[Start ENTRIES SUPPLIED]
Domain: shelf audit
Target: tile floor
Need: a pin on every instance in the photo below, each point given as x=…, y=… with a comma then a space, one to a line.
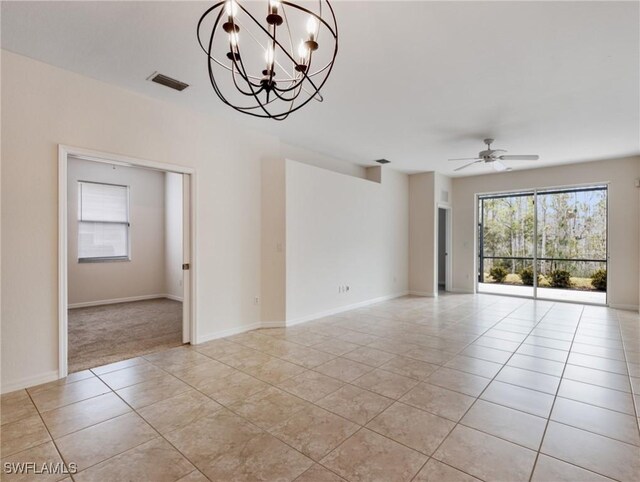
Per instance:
x=457, y=388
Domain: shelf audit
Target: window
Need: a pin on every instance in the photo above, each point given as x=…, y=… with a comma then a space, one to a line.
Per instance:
x=103, y=222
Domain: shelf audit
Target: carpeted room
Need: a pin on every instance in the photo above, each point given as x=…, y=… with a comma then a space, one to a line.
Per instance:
x=124, y=262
[End ENTRIES SUPPLIED]
§ **REQUIREMENT**
Print all of the data above verbatim, omitting the pictures.

§ **CORRECT ANSWER**
Domain: shelf audit
Target: tile floor
Need: a pin on every instance in the photo below, each point given as x=…, y=… with a comma then a space, one to a line.
Per instance:
x=457, y=388
Domain: shelf audit
Target: window
Need: a pin on every instance in the photo above, each point given as x=…, y=… with a comma then a space, one to a line.
Per instance:
x=103, y=222
Domain: shelf audit
Target: carpeted room
Need: a pin on every instance in the photo above, each point given as x=…, y=… with a comma then a space, one to a line.
Per instance:
x=124, y=262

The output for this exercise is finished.